- _Extract_
================
I’ve been thinking a lot lately (I think most of my posts begin with those words) about purpose, and living a meaningful life. I used to imagine an adventurous life, maybe that of a missionary, or of a modern-day Francis of Assisi…you know, live in poverty, not really have a home, wander the world with my friends. I used to think that maybe I would live in another country, or a bunch of other countries. Or maybe I’d really pursue music, and travel the country singing my songs. Most of my plans involved major sojourning.

Then, for the last two years of college, I lived in a big old house with a bunch of girls, and for the first time got a taste of life in community. Suddenly, I realized I wanted to have a home base. Maybe I’d still be a vagabond most of the time, but I wanted to have some place to come home to. I thought maybe I’d always live in community, but in a more purposeful and meaningful way than I experienced in college. I loved to have a safe place into which I could invite other lost souls. A home for the homeless, even if they were just homeless on the inside.

Then I fell in love. Got married. Moved into a new city. Found a new church. Built new community. Had a baby. Got pregnant again. And even though there’s still the same thirst for adventure in me, I think I’m realizing that adventure is not just the big stuff. It’s not only to be found in a new country, or in a wandering lifestyle, or in a grand, sweeping life choice. Not only that, but the mandates of scripture for the believer are geared more toward the quiet, the every day, the mundane. I’ve begun to realize that a purposeful, meaningful life lived completely wrapped up and immersed in the gospel and faith can be adventurous and mundane at the same time. My ambition is no longer to seek adventure in the far corners of the earth, but to live a quiet and peaceful life, loving the people around me as best I can. And I don’t feel as though I’ve traded my adventuresome side for the boring life of a homemaker, either.

That’s what’s cool about finding your place in the life you have right now. It may not look like the life you dreamed of when you were 19, which is not to downplay the vast, scheming dreams of youth. But simply because my life is not exactly what I expected doesn’t mean it’s not exactly what I want, what I need, what I’m called to do. I still dream of the future, what my life will look like when my kids are in school, graduated, on their own. Maybe Matthew and I will get to go abroad someday. Maybe we will move into the country and have a little farm for our grandkids to visit. Maybe we’ll plant a church in the country when we move. And until then, I work and dream and live in the content that comes from knowing that growth is always an adventure. Even when the growth is measured in crumbs swept from my kitchen floor.
================
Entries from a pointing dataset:
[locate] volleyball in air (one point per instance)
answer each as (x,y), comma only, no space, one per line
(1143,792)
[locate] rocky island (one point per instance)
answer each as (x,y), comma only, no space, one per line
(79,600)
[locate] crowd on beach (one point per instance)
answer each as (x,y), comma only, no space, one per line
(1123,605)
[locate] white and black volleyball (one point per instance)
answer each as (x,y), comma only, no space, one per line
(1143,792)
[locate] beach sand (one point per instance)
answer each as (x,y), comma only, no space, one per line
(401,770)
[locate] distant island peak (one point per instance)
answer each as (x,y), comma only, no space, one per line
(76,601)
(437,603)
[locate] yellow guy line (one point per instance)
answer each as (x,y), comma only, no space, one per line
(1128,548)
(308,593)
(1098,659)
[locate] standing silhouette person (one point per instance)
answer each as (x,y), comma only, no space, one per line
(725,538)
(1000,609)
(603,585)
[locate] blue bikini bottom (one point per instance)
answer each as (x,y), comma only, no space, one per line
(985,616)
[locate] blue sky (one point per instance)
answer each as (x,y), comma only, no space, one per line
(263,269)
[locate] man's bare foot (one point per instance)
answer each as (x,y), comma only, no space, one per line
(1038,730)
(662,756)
================
- _To do_
1. Answer these from the post on purpose and adventure:
(a) Where did the writer live during the last two years of college?
(b) What ambition has replaced seeking adventure in the far corners of the earth?
(c) What might the writer and Matthew have in the country for their grandkids to visit?
2. Repeat the stretch of the post on purpose and adventure from "Then, for the" through "on the inside.".

- _Response list_
1.
(a) In a big old house with a bunch of girls.
(b) To live a quiet and peaceful life, loving the people around them as best they can.
(c) A little farm.

2.
Then, for the last two years of college, I lived in a big old house with a bunch of girls, and for the first time got a taste of life in community. Suddenly, I realized I wanted to have a home base. Maybe I’d still be a vagabond most of the time, but I wanted to have some place to come home to. I thought maybe I’d always live in community, but in a more purposeful and meaningful way than I experienced in college. I loved to have a safe place into which I could invite other lost souls. A home for the homeless, even if they were just homeless on the inside.